Aim of the task – Transcribe every entry verbatim; omit pictures.

Task input –
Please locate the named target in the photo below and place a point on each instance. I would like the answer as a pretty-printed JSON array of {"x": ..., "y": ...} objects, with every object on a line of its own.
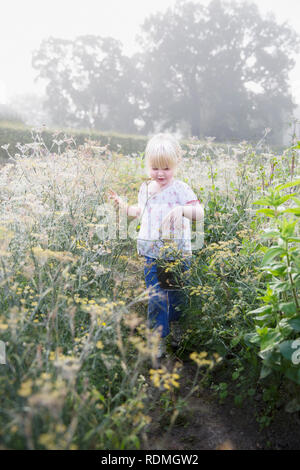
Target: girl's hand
[
  {"x": 173, "y": 223},
  {"x": 116, "y": 199}
]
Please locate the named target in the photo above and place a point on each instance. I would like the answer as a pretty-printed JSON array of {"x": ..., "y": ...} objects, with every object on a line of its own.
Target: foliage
[
  {"x": 277, "y": 321},
  {"x": 90, "y": 83},
  {"x": 196, "y": 64},
  {"x": 16, "y": 138}
]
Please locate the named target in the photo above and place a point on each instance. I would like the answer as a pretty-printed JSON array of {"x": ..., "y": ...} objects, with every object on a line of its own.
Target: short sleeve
[
  {"x": 188, "y": 196},
  {"x": 142, "y": 195}
]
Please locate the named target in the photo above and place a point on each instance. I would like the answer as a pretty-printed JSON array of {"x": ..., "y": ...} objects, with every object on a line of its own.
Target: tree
[
  {"x": 90, "y": 83},
  {"x": 223, "y": 69}
]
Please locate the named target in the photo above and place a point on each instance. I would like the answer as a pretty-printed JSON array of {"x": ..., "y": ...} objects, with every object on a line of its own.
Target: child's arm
[
  {"x": 174, "y": 217},
  {"x": 195, "y": 212},
  {"x": 131, "y": 211}
]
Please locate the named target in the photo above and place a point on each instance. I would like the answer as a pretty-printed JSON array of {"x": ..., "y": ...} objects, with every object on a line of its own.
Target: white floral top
[{"x": 150, "y": 241}]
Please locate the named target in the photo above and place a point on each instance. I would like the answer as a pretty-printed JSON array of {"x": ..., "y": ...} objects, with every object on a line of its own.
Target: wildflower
[{"x": 26, "y": 388}]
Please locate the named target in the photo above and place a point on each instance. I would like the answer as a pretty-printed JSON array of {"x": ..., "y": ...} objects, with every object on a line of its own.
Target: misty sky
[{"x": 25, "y": 23}]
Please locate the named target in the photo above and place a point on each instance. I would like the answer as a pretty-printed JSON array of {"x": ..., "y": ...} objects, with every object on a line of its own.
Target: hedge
[{"x": 12, "y": 134}]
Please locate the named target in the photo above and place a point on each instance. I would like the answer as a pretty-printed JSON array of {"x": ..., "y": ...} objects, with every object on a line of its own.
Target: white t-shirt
[{"x": 150, "y": 241}]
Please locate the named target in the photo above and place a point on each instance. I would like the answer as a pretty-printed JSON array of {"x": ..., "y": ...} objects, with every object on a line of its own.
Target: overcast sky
[{"x": 24, "y": 23}]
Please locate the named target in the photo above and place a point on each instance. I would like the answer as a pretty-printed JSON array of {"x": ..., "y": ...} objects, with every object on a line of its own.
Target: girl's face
[{"x": 163, "y": 176}]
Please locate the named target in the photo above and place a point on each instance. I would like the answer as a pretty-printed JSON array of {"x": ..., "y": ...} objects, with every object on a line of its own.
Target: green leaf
[
  {"x": 271, "y": 253},
  {"x": 292, "y": 406},
  {"x": 286, "y": 349},
  {"x": 263, "y": 309},
  {"x": 268, "y": 212},
  {"x": 288, "y": 185},
  {"x": 295, "y": 323},
  {"x": 264, "y": 202},
  {"x": 289, "y": 308},
  {"x": 270, "y": 339},
  {"x": 251, "y": 338},
  {"x": 293, "y": 374},
  {"x": 265, "y": 371},
  {"x": 286, "y": 198},
  {"x": 297, "y": 200},
  {"x": 270, "y": 234},
  {"x": 295, "y": 211}
]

Answer space –
Please locate the named target in the photo below and place a point on each instance. I would like the answer as a pretty-printed JSON array of {"x": ..., "y": ...} objects, with every object on a line of its own.
Target: girl's hand
[
  {"x": 173, "y": 223},
  {"x": 116, "y": 199}
]
Please locate the named target in the photo above and place a point on each instance. I would like the answer as a pretty-printed JSON array of {"x": ..., "y": ...} objects, with every object on a line of its own.
Target: foliage
[
  {"x": 277, "y": 321},
  {"x": 90, "y": 83},
  {"x": 196, "y": 64},
  {"x": 16, "y": 138}
]
Please locate the named target in the photo above and place a point on each instance. I would like the answer as a pretty-printed JSON array of {"x": ..., "y": ...} objects, with every object on a line of its own.
Target: short sleeve
[
  {"x": 188, "y": 196},
  {"x": 142, "y": 195}
]
Please locate the named target in the photo above and place a point on each instance. I would like the answer as a pretty-printed JSON array of {"x": ..., "y": ...} objects, with every object on a line of its own.
Target: tree
[
  {"x": 90, "y": 83},
  {"x": 223, "y": 69}
]
Please locate the named target in the photo above and place a point on each instance. I would like the answer as a pretty-printed JSON array of {"x": ..., "y": ...} objects, with every object on a line of its own.
Target: child's arm
[
  {"x": 174, "y": 217},
  {"x": 195, "y": 212},
  {"x": 131, "y": 211}
]
Please locate the named target in the photo above and place a point on each instance. I would like the answer as a pretty-printed JSON array of {"x": ..., "y": ...} objects, with every object on a line of its own.
Target: white floral top
[{"x": 150, "y": 241}]
Please locate the named target in the photo above and place a point on each instance. I would like the answer as a pretty-printed JSON array of {"x": ..., "y": ...} objects, with every object on a line of its own.
Target: wildflower
[{"x": 26, "y": 388}]
Please locate the named target in the photo above and place a point on each instance. I would like the answer as a pretty-printed JSON array of {"x": ..., "y": ...} objects, with every object on a line of its own.
Target: misty sky
[{"x": 25, "y": 23}]
Please locate the named target in the photo above and place a point on each instance. I would like the answer as a pretty-printed JSON array of {"x": ..., "y": ...} objects, with every object on a line of its own.
Target: hedge
[{"x": 12, "y": 134}]
Please locate the named target in the photo above and place a point on each instance. I would like the answer as a pretty-printed JSON array of {"x": ..., "y": ...} objects, with every object on a line of its own.
Target: white t-shirt
[{"x": 150, "y": 241}]
Please locate the named target in the photo above and place a point on each instance. I would like the answer as a pretty-printed JSON array of {"x": ..., "y": ...} objects, with every object on a line of its own.
Target: overcast sky
[{"x": 24, "y": 23}]
Please locate the named target in the photo above and place a point on each instance. I would like the answer as a pretty-printed JSON array of {"x": ..., "y": ...} objects, with every object on a line of its own.
Target: girl's face
[{"x": 163, "y": 176}]
Please locate the named target in the photo above and place a point on each instance. I would like the answer as a pretty-printed JSON array of {"x": ..., "y": ...} objects, with every object on a line of its own.
Target: green leaf
[
  {"x": 271, "y": 253},
  {"x": 292, "y": 406},
  {"x": 286, "y": 349},
  {"x": 263, "y": 309},
  {"x": 268, "y": 212},
  {"x": 288, "y": 185},
  {"x": 295, "y": 323},
  {"x": 264, "y": 202},
  {"x": 289, "y": 308},
  {"x": 270, "y": 339},
  {"x": 251, "y": 338},
  {"x": 293, "y": 374},
  {"x": 265, "y": 371},
  {"x": 286, "y": 198},
  {"x": 297, "y": 200},
  {"x": 270, "y": 234},
  {"x": 295, "y": 211}
]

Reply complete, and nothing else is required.